=== Page text ===
^^^^^^^^^^^^^^^^

On a night last week, militants struck the Hay al-Safa military base near Rafah with an RPG and then gunfire. Hours later, they struck again — with what local arms dealers said were armor-piercing bullets. Families living in the area said they have grown afraid to transit through security checkpoints at night, lest they get caught in the crossfire or get targeted by nervous troops. At least 10 civilians have died in the violence this month.

 

Unlike mainland Egypt, where Morsi supporters have staged thousands-strong protests that have shut down major roads and convulsed cities from Cairo to the Nile Delta, the Sinai has quickly taken its dissent to a more violent level. Local Bedouins say it is the route borne of the territory’s cyclical history of state repression and a natural response from a local population flush with weapons and budding extremist groups. “Protests aren’t really in our nature,” Abu Ashraf, a powerful tribal leader and smuggler in North Sinai, said last week using his nickname. “Our nature is…” he said, then stopped, smiled and pantomimed firing a gun.

 

In the wake of the coup, Egyptian security forces locked down the single bridge that connects the peninsula to the mainland and set up a battery of checkpoints along the highways that link Cairo to the Suez Canal, and onward across North Sinai, where soldiers check IDs and sift through luggage in the trunks of cars. They shine strobe lights into vehicles at night. The Sinai Bedouin feel as if the state is targeting them — again.

^^^^^^^^^^^^^^^^

=== Exercises to complete ===
1. In the article on the Sinai unrest, how many civilians have died in the violence this month?
2. Write out the Sinai article again, starting at the words "In the wake" and stopping after "them — again.", and rename "strobe lights" to "flashlights" in it.
3. Carry the article on the Sinai unrest forward from its final sentence.
The entries that come after this article are from a separate source.

=== Information provided ===

^^^^^^^^^^^^^^^^

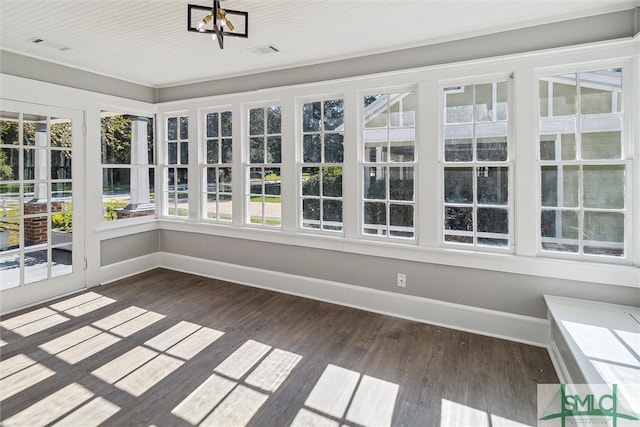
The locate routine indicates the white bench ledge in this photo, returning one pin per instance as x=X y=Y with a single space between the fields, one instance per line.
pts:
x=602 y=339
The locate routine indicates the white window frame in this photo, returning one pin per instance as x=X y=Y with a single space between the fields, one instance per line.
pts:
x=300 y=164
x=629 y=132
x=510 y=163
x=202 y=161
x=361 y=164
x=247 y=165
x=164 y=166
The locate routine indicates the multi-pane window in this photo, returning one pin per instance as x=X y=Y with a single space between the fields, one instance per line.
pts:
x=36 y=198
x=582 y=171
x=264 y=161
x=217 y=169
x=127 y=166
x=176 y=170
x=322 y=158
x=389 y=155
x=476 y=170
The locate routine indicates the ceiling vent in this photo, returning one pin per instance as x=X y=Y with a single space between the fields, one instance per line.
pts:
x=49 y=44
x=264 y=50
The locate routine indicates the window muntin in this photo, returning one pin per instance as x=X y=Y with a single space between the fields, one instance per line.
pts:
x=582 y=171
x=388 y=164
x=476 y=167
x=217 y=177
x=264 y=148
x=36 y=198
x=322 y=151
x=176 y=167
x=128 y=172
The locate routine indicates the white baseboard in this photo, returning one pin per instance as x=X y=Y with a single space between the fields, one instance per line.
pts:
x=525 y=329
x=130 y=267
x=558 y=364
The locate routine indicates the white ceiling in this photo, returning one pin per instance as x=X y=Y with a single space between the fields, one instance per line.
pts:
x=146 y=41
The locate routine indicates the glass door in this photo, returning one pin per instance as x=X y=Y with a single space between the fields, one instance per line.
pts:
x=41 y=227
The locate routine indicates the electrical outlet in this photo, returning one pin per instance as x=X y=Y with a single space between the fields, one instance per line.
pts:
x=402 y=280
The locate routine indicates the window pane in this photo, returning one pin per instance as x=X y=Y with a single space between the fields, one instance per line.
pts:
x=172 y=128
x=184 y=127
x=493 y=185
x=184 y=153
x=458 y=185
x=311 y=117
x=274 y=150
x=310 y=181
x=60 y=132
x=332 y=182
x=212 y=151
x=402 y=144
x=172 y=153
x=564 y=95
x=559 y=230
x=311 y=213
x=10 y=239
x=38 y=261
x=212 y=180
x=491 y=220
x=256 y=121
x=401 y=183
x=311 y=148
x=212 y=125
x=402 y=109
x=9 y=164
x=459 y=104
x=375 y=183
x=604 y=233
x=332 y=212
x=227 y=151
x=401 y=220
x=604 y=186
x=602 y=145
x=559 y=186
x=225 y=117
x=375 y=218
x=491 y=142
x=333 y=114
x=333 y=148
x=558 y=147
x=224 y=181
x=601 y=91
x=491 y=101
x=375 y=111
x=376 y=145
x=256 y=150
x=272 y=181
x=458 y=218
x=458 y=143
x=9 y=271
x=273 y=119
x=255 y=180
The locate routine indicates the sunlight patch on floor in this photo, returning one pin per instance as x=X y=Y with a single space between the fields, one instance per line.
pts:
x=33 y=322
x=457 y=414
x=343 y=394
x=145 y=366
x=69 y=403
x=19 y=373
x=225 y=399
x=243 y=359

^^^^^^^^^^^^^^^^

=== Results for the exercise ===
1. At least 10 civilians.

2.
In the wake of the coup, Egyptian security forces locked down the single bridge that connects the peninsula to the mainland and set up a battery of checkpoints along the highways that link Cairo to the Suez Canal, and onward across North Sinai, where soldiers check IDs and sift through luggage in the trunks of cars. They shine flashlights into vehicles at night. The Sinai Bedouin feel as if the state is targeting them — again.

3.
 

Analysts and local political leaders in North Sinai interpreted the call by Gen. Abdel Fatah al-Sissi, Egypt’s military commander, for a mandate to fight terrorism as a signal that a Mubarak-style crackdown was imminent. “I think Sissi wants public cover for his bloody work,” said Ahmed Salem, a spokesman for the Muslim Brotherhood in el-Arish, capital of North Sinai.

 

As much as the Sinai insurgency derives from militant anger at Morsi’s ouster, it is also a preemptive backlash rooted in fear, say Bedouin leaders who sympathize with the militants. “People here have gotten some freedoms, and they will not allow those to be taken away now,” said Mohamed, a fundamentalist sheik in North Sinai who requested that his last name not be used. “The coup took us back to square one,” he said, and the Sinai’s Islamists are expressing anger at the military “in any way they can.”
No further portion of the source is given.